### Page excerpt
########################################

The summer of 2018 in Germany was the second hottest and driest year on record, and while this made for a beautiful season of beach-side fun, it also brought a deadly disease with it. The West Nile Virus (WNV) outbreak of 2018 was a single-introduction event, thought to be from the Czech Republic. The infection was detected in wild and aviary birds such as owls and blackbirds, in addition to horses. This was the first documented occurrence of WNV in these birds in Germany. When the outbreak was declared over, a sigh of relief was felt across the country. But the problem was far from over.
In 2019, the European Centre for Disease Prevention and Control declared another WNV outbreak. The 2019 outbreak was determined to be due to transmission from resident mosquitoes to birds and horses, as is typical of WNV. The difference was in that birds and horses could be infected by being in the same area as an infected animal, even if they didn't directly overlap there in time. This suggested that the virus was living in the environment itself, making it infinitely harder to control. While horses cannot transmit the virus, bird and mosquito transmission that can survive and be spread indirectly in an affected area is a scary concept.

########################################

### Data provided
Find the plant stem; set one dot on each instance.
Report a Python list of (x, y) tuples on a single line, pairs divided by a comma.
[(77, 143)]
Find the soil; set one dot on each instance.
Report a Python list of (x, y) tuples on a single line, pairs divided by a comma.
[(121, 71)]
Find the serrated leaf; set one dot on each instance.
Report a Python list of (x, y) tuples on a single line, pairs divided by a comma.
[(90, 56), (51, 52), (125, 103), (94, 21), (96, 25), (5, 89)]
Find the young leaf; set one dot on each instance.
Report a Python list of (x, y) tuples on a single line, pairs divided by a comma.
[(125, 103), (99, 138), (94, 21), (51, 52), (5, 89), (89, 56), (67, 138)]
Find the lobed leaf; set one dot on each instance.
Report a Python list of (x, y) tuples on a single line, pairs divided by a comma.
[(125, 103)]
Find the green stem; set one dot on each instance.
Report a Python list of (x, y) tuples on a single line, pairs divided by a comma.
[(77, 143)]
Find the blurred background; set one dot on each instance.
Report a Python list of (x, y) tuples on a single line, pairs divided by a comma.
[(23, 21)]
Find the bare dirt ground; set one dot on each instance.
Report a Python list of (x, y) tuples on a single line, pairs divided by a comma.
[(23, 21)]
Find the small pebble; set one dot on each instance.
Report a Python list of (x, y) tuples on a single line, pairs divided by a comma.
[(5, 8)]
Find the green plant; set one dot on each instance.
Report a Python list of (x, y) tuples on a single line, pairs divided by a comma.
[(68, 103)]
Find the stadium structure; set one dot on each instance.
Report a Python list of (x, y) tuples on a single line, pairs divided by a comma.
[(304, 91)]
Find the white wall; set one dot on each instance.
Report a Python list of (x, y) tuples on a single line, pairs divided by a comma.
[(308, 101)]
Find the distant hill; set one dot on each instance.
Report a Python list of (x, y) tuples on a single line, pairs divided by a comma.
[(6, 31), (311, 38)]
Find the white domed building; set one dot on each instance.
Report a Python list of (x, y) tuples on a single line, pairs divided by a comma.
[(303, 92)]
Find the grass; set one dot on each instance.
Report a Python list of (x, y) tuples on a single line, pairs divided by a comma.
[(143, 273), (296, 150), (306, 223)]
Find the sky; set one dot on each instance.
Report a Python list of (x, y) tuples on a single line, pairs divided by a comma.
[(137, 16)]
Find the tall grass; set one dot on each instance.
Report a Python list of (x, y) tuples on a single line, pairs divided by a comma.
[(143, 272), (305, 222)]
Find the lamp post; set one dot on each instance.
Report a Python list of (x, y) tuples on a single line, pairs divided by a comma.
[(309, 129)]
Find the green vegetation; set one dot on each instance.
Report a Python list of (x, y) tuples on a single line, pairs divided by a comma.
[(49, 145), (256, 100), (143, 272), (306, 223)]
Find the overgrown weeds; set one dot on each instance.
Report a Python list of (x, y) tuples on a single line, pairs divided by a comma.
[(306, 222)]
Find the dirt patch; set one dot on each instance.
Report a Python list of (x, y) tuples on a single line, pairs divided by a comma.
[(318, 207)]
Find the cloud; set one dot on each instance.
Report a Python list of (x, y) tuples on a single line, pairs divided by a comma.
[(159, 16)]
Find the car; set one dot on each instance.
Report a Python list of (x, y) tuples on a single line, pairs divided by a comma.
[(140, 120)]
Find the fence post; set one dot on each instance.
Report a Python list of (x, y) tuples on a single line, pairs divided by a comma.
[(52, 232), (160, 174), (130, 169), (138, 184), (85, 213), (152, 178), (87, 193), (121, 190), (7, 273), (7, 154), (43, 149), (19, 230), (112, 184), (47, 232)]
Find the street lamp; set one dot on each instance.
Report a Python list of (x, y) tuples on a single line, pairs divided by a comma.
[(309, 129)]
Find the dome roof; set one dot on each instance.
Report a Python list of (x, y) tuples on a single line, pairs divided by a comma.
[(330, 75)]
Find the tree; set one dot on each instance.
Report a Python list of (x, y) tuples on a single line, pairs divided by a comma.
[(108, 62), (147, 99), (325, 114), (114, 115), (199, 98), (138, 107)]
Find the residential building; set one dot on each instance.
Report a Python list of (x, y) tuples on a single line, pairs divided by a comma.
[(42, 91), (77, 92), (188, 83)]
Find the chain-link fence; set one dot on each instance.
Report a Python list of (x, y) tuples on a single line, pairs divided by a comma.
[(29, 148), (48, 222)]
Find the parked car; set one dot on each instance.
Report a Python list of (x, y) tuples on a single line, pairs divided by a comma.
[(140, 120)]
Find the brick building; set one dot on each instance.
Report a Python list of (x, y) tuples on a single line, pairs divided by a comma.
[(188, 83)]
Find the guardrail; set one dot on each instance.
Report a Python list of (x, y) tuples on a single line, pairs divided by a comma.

########################################

### Problem description
List every kind of animal named in the West Nile Virus passage above.

### Result of the exercise
- Birds (wild and aviary)
- Owls
- Blackbirds
- Horses
- Mosquitoes